→ **EXERCISE**: Output the line that contains "Target: hand on ground" and every line after it to the end of the entries, with nothing added or left out.

→ **SUPPLIED MATERIAL**:
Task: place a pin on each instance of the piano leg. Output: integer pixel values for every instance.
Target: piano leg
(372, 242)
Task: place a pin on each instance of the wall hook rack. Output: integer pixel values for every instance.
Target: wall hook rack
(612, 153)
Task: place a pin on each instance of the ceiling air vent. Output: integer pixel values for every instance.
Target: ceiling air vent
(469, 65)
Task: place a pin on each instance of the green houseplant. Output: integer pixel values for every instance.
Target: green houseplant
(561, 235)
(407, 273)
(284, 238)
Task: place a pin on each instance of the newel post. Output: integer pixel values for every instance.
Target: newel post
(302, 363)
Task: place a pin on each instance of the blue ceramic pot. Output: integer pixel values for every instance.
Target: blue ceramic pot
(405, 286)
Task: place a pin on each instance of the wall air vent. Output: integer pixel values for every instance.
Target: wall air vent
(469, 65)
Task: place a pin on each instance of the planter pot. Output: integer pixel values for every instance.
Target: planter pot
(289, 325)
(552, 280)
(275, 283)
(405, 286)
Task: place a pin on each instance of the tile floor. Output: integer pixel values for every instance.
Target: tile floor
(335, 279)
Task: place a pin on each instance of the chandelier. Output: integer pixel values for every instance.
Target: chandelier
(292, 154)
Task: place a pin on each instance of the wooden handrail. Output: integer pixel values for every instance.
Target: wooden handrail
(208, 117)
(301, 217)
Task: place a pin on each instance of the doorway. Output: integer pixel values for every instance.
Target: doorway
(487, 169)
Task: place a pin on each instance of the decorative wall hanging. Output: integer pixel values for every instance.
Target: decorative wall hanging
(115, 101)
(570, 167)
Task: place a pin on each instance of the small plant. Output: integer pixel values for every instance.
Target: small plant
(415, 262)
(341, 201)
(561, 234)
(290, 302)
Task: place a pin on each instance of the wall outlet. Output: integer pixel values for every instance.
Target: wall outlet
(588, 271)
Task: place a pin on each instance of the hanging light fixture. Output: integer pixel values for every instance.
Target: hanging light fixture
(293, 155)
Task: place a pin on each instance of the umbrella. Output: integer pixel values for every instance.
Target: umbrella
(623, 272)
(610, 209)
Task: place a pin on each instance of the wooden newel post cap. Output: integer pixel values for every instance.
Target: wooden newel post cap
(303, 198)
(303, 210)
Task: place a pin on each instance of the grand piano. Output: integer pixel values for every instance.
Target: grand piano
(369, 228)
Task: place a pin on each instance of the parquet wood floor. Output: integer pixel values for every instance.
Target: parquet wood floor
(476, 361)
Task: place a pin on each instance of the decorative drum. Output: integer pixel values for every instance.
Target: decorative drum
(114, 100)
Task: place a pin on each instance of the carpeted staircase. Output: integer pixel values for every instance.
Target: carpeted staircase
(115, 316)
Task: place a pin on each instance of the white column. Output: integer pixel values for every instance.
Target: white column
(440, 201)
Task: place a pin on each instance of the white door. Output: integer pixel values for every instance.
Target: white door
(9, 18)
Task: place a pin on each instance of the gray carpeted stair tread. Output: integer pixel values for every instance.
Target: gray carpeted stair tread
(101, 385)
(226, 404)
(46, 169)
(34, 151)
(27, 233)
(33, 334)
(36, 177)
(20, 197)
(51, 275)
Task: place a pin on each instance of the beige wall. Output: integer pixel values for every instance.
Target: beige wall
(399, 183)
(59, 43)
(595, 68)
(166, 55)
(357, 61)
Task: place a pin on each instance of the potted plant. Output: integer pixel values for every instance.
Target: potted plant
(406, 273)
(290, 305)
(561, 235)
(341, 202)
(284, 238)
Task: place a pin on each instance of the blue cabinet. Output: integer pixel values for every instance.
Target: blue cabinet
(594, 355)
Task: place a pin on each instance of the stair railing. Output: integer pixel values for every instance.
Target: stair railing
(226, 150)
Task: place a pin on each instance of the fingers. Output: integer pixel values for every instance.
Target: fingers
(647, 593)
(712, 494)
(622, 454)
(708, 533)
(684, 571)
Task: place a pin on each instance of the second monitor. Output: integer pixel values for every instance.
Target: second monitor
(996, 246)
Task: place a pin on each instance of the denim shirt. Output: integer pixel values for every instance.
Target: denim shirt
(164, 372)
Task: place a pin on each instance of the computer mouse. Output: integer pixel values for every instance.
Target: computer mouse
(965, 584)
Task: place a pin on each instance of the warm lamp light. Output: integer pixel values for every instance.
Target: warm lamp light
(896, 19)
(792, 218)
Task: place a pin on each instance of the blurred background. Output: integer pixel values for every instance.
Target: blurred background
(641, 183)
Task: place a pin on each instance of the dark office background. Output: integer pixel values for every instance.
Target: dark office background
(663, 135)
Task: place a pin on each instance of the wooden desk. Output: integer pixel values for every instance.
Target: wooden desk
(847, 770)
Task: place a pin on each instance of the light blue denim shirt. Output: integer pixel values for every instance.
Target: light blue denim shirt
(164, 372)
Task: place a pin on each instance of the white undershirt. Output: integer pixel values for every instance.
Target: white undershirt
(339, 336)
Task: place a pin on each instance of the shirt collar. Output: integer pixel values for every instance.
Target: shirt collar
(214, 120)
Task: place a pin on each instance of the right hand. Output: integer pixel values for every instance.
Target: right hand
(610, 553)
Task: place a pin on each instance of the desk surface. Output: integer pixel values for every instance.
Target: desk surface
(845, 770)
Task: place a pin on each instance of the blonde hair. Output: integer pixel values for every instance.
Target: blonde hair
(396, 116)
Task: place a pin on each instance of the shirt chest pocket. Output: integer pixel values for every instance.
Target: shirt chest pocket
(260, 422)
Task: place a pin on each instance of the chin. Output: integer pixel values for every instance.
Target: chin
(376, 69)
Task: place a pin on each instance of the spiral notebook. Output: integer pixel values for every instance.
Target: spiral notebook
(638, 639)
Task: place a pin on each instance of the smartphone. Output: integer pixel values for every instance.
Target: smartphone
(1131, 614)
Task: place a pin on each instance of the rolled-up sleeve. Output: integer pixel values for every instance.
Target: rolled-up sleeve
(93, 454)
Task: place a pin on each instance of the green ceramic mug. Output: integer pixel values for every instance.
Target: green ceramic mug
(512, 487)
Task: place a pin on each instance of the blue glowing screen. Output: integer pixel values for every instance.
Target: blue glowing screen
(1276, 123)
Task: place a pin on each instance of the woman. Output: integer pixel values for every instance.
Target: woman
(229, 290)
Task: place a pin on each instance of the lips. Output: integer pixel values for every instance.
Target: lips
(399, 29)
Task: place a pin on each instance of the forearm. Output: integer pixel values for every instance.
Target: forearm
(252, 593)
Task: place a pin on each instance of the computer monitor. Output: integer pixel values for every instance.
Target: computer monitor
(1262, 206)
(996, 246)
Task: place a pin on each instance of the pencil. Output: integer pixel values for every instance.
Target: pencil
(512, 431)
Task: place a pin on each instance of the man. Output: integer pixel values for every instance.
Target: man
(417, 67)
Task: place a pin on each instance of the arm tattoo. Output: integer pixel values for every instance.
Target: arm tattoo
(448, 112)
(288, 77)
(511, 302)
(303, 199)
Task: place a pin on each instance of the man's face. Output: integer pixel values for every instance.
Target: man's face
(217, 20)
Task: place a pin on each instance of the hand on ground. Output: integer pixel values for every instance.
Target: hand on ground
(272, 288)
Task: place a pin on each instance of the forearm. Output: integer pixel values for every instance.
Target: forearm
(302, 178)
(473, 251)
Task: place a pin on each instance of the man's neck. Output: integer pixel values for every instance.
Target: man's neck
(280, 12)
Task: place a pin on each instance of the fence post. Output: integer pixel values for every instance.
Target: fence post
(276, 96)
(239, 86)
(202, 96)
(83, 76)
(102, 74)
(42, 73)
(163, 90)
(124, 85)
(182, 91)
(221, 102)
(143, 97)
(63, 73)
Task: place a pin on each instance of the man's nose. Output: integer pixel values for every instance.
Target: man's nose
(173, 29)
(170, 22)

→ **YOUR SOLUTION**:
Target: hand on ground
(272, 288)
Task: place a pin on each instance of the forearm. Output: integer pixel values for every instance.
Target: forearm
(302, 178)
(473, 251)
Task: place a pin on each instance of the man's neck. Output: integer pixel values for every instance.
Target: man's neck
(280, 12)
Task: place a pin on each instance of the fence post. Output: integer pixel values for every instance.
Target: fence post
(276, 96)
(239, 86)
(202, 96)
(83, 76)
(102, 74)
(42, 73)
(163, 90)
(124, 85)
(182, 91)
(221, 102)
(143, 97)
(63, 73)
Task: place a pin on each instance of the man's nose. Output: integer pixel values for every instance.
Target: man's nose
(173, 29)
(170, 22)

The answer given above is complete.